DIRECTIONS =>
Give back the full material, exactly as it reads.
• • •
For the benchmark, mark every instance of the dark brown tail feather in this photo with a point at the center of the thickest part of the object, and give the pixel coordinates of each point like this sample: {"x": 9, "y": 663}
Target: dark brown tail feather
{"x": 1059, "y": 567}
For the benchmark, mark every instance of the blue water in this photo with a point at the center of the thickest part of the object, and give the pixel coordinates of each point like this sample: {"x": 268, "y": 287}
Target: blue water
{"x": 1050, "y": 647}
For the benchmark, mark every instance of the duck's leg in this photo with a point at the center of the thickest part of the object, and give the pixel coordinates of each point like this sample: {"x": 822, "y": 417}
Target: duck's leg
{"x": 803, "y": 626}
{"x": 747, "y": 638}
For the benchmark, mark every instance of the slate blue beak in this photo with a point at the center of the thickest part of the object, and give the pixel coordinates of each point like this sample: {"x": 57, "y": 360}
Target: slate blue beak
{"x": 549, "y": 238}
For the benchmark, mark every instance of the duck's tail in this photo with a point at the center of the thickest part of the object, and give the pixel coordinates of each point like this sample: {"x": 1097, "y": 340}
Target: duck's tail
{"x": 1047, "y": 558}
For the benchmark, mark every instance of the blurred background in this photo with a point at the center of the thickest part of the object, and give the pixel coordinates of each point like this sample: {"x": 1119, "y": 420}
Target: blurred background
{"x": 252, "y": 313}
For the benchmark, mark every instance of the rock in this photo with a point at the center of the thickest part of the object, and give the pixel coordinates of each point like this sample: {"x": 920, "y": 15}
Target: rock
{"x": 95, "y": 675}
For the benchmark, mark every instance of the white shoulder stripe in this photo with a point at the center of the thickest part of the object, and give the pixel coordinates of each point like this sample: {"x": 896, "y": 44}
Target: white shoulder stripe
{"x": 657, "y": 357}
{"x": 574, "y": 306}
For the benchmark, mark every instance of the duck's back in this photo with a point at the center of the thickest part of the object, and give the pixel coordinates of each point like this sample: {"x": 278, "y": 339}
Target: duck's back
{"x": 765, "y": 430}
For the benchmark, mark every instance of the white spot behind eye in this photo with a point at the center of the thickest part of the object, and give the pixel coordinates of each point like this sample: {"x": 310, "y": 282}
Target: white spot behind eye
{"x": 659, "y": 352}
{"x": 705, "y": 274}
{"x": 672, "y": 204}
• • •
EXERCISE ANSWER =>
For the benchmark, mark every instance of the dark brown tail feather in this photo with a point at the center of the thickest part of the object, and give the pixel coordinates of each point like this sample: {"x": 9, "y": 663}
Target: dark brown tail feather
{"x": 1059, "y": 567}
For the benchmark, mark every instance of the blue water in this photo with a point at the center of the thickest part of the object, and give the pixel coordinates of each point like this sample: {"x": 268, "y": 287}
Target: blue water
{"x": 1050, "y": 647}
For the benchmark, mark every instance of the duck's leg in this photo with a point at the center of the thickest part of the object, and give the pixel coordinates of each point like this sample: {"x": 822, "y": 417}
Target: duck's leg
{"x": 803, "y": 626}
{"x": 747, "y": 638}
For the benchmark, mark every instance of the slate blue beak in this photo with a point at the center of the thickest part of the object, and give the pixel coordinates of each point like this sample: {"x": 57, "y": 360}
Target: slate blue beak
{"x": 549, "y": 238}
For the benchmark, mark every instance of the duck's tail in this photo with a point at the center of the thickest part of the object, and give the pixel coordinates of each point like this sample: {"x": 1097, "y": 340}
Target: duck's tail
{"x": 1047, "y": 558}
For the benchmark, mark every instance of the blurred background in this photo with a point at the center of the thickest part of the object, and give the pixel coordinates of each point like this sample: {"x": 1119, "y": 420}
Target: blurred background
{"x": 252, "y": 313}
For the benchmark, mark every instance of the rock in this photo with a point at the center of the thickest part of the object, and give the pixel coordinates of each point like this sample: {"x": 920, "y": 15}
Target: rock
{"x": 95, "y": 675}
For the benchmark, mark every instance of the white shoulder stripe in this photo with a point at the center of the thickest part of the object, and give the pixel coordinates of each point like this sample: {"x": 896, "y": 44}
Target: white shoulder stripe
{"x": 657, "y": 357}
{"x": 574, "y": 306}
For the benchmark, mark every instance of the duck's back in this photo with a point at the center of the thickest part of the object, and give the pixel coordinates of each point like this sample: {"x": 278, "y": 339}
Target: duck's back
{"x": 765, "y": 430}
For the benchmark, mark every instance of the white spot behind eye in this photo with a point at the center of the thickest part of the object, and give the pixel coordinates of each point like this sample: {"x": 310, "y": 282}
Target: white spot behind eye
{"x": 659, "y": 352}
{"x": 705, "y": 274}
{"x": 672, "y": 204}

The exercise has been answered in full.